INSTRUCTIONS TO FOLLOW » Copy out verbatim every line of the records below, from the line containing "Where can the tree be" through the last line of the records, inclusive.

Data items
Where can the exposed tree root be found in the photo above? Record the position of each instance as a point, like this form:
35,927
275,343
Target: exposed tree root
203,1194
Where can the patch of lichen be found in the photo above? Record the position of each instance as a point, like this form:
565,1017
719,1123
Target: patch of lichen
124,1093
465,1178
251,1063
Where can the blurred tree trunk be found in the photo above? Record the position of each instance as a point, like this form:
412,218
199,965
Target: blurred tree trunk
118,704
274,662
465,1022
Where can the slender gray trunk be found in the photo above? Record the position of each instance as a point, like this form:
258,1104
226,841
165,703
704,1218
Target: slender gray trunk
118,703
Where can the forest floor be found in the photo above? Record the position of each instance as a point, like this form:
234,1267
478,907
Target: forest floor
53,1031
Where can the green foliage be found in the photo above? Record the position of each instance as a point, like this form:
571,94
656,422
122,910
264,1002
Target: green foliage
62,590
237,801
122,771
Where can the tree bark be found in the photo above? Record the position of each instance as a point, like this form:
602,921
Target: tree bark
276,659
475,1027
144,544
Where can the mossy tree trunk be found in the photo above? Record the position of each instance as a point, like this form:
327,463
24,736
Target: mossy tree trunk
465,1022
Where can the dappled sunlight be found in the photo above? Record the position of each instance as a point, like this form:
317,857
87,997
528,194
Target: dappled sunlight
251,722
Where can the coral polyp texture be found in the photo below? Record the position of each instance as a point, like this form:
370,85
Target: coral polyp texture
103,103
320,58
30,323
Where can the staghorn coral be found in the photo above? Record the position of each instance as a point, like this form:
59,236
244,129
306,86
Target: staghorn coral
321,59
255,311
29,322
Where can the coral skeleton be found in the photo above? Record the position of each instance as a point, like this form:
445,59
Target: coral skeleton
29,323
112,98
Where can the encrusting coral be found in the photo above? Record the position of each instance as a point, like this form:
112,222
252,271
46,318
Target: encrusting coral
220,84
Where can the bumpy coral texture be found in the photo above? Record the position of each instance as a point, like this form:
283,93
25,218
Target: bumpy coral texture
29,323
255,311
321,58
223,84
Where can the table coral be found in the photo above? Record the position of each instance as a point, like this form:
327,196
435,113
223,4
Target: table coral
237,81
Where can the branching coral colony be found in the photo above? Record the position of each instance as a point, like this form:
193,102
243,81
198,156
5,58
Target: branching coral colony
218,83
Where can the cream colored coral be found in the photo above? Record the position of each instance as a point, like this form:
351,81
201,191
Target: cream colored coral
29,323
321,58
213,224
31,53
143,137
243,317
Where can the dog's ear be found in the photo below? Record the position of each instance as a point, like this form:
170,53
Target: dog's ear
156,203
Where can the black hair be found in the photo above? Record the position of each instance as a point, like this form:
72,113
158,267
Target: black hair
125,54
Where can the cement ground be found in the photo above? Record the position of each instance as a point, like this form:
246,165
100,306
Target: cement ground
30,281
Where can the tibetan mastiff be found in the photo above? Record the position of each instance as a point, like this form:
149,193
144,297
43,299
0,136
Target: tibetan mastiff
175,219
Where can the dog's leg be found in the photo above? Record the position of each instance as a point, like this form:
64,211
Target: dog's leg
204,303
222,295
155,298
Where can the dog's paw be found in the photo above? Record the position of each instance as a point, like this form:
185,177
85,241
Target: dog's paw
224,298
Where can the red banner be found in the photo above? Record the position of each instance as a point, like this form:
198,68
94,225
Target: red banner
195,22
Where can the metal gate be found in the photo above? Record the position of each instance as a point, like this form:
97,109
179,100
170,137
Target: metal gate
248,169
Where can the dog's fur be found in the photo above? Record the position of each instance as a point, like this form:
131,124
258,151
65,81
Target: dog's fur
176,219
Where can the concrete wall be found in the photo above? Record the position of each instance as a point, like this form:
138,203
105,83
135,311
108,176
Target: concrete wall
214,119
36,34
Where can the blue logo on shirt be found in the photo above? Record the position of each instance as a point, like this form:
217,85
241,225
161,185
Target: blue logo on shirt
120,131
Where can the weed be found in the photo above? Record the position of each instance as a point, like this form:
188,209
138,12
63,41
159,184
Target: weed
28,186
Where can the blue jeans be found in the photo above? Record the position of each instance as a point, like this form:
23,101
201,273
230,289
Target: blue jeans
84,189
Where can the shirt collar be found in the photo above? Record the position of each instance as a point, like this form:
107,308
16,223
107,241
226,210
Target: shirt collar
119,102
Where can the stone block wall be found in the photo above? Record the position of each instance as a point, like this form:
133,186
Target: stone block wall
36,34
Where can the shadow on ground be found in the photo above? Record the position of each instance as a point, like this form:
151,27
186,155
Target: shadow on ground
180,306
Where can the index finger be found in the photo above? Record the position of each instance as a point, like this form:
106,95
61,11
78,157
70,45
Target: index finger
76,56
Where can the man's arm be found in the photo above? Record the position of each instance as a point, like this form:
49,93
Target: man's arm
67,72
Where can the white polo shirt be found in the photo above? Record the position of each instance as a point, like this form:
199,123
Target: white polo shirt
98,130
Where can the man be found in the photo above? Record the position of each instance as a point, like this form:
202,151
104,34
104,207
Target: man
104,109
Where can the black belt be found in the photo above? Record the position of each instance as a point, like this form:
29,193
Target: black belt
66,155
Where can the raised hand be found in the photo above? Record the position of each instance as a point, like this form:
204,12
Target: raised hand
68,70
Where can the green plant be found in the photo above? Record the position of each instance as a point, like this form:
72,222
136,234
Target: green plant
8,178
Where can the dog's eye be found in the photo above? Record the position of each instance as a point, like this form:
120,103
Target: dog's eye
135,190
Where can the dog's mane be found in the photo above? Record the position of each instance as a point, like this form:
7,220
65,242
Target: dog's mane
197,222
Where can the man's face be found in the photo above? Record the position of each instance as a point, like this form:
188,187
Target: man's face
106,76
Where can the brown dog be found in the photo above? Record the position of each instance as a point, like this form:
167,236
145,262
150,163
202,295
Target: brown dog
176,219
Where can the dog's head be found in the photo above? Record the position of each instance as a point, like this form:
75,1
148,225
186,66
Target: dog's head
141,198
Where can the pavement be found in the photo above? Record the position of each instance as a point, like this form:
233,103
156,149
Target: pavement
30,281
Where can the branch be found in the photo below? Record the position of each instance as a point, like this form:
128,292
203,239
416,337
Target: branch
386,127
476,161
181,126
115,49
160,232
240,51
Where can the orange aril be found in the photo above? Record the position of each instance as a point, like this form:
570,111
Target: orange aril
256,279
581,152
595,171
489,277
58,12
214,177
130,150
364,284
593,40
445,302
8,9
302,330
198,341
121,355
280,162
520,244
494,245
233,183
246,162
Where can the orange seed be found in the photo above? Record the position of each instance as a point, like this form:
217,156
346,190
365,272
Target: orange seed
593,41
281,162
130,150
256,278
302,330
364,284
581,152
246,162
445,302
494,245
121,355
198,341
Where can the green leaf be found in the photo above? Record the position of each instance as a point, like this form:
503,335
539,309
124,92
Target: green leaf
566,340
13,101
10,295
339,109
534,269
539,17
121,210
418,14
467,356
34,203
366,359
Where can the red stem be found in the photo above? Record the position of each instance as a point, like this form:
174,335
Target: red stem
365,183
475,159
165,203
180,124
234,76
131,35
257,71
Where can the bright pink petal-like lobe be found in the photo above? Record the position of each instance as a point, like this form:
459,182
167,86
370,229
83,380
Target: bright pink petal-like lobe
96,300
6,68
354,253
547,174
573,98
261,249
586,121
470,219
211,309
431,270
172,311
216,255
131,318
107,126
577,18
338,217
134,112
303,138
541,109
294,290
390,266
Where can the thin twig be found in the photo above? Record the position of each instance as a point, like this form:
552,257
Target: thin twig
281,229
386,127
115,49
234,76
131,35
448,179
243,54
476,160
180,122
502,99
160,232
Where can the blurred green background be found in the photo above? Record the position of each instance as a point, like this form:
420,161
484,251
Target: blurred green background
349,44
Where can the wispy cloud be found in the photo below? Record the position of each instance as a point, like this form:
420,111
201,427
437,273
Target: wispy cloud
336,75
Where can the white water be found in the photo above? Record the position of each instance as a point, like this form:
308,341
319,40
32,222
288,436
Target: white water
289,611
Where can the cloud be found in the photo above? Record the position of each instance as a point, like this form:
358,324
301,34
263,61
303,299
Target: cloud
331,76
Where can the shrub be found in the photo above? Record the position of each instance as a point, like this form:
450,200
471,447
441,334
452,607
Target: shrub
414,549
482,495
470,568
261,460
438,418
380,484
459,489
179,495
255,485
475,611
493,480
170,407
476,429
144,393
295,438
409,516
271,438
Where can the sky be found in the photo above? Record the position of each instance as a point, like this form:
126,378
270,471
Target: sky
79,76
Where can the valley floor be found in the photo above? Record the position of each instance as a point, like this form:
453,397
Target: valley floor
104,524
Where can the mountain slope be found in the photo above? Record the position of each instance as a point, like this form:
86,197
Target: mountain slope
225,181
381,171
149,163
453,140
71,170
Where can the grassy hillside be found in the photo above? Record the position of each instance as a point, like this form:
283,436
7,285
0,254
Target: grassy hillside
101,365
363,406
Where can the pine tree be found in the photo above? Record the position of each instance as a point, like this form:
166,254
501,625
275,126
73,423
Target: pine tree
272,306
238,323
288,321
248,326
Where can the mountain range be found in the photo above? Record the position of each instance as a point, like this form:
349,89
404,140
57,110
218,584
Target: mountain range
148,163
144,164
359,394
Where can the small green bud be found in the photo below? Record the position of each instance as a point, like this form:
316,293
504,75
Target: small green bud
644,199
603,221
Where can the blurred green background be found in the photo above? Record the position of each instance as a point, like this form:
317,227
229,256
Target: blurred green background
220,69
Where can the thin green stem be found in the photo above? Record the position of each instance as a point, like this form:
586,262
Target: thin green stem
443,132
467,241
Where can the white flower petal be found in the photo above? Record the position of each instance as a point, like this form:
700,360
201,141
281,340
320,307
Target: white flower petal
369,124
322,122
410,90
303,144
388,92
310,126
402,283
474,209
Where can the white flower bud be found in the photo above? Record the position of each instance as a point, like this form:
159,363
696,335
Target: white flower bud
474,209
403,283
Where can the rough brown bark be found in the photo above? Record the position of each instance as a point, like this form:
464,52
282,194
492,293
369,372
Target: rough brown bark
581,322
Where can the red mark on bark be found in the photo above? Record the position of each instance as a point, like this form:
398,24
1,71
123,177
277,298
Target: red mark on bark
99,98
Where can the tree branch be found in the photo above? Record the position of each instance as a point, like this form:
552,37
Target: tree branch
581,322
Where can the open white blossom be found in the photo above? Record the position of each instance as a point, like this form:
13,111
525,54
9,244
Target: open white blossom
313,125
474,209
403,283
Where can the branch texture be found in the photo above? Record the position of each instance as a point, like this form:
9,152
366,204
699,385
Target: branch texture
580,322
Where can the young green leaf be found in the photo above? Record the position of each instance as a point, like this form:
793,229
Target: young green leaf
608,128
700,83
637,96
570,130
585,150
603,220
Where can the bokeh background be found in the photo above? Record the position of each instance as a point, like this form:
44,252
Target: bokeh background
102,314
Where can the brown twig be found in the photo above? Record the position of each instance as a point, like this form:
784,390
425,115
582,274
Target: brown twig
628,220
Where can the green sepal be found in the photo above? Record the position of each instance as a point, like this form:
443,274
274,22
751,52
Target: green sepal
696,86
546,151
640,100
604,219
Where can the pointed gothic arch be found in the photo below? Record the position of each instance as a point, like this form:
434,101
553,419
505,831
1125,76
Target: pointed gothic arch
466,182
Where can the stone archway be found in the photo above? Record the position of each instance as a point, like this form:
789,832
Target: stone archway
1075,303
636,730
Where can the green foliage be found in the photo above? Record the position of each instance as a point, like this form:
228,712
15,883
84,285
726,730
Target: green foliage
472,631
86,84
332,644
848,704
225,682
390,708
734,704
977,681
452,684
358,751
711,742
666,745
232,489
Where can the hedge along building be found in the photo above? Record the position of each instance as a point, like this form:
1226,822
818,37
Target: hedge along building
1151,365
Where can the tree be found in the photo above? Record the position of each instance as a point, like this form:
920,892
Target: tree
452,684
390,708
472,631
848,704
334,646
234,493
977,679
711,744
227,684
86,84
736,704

FINISHED TASK »
Where can the tree be found in the photo above? Record the position of each instance as a point, like this form:
920,892
Target: tree
452,684
390,708
472,631
848,704
334,646
234,493
977,679
711,744
227,684
86,84
736,704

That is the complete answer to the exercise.